----- DATOS PARA PROCESAR -----
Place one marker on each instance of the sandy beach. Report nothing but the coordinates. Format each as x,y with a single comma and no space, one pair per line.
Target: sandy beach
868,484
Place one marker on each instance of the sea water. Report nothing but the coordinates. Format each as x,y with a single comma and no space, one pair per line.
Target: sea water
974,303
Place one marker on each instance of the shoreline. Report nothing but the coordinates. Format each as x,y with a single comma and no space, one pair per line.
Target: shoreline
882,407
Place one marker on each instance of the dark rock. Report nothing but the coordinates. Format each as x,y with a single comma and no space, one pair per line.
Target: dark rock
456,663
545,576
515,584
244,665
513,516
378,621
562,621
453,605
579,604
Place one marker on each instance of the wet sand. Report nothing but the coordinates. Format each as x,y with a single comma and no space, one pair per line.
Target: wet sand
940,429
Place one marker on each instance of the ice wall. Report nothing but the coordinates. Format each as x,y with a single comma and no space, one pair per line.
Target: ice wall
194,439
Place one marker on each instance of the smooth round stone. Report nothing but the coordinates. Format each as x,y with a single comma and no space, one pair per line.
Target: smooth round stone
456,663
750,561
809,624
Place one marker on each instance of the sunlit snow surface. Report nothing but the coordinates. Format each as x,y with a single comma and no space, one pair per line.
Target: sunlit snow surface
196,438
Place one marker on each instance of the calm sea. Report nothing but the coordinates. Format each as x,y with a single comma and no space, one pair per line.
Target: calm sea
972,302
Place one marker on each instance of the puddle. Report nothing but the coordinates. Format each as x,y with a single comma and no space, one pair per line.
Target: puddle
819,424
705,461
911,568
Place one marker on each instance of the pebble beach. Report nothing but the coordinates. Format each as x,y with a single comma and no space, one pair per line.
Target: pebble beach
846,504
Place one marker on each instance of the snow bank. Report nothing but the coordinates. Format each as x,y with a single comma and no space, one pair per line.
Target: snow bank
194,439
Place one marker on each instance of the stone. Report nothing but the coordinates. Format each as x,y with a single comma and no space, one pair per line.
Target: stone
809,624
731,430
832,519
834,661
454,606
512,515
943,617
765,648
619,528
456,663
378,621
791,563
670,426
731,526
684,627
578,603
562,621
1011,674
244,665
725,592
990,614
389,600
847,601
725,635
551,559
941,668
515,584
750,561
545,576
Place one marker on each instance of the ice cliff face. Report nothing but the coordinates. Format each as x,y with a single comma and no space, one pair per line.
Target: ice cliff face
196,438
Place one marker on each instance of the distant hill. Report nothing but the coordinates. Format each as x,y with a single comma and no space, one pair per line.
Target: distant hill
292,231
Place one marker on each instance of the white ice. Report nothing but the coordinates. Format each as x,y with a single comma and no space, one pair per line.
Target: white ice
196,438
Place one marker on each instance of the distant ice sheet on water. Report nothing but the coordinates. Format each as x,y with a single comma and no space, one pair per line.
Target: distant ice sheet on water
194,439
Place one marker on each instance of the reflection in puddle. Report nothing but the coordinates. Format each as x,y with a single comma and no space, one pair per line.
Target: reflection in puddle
-----
TAREA BREVE – Expresa como tabla Markdown solo las líneas que van desde la que contiene "Place one marker on each instance of the ice cliff" hasta la última, ambas incluidas. Usa las columnas n, con el número de fila, y Línea, con el texto de cada una, y omite las líneas en blanco.

RESPUESTA DEL EJERCICIO –
| n | Línea |
|---|---|
| 1 | Place one marker on each instance of the ice cliff face. Report nothing but the coordinates. Format each as x,y with a single comma and no space, one pair per line. |
| 2 | Target: ice cliff face |
| 3 | 196,438 |
| 4 | Place one marker on each instance of the distant hill. Report nothing but the coordinates. Format each as x,y with a single comma and no space, one pair per line. |
| 5 | Target: distant hill |
| 6 | 292,231 |
| 7 | Place one marker on each instance of the white ice. Report nothing but the coordinates. Format each as x,y with a single comma and no space, one pair per line. |
| 8 | Target: white ice |
| 9 | 196,438 |
| 10 | Place one marker on each instance of the distant ice sheet on water. Report nothing but the coordinates. Format each as x,y with a single comma and no space, one pair per line. |
| 11 | Target: distant ice sheet on water |
| 12 | 194,439 |
| 13 | Place one marker on each instance of the reflection in puddle. Report nothing but the coordinates. Format each as x,y with a single comma and no space, one pair per line. |
| 14 | Target: reflection in puddle |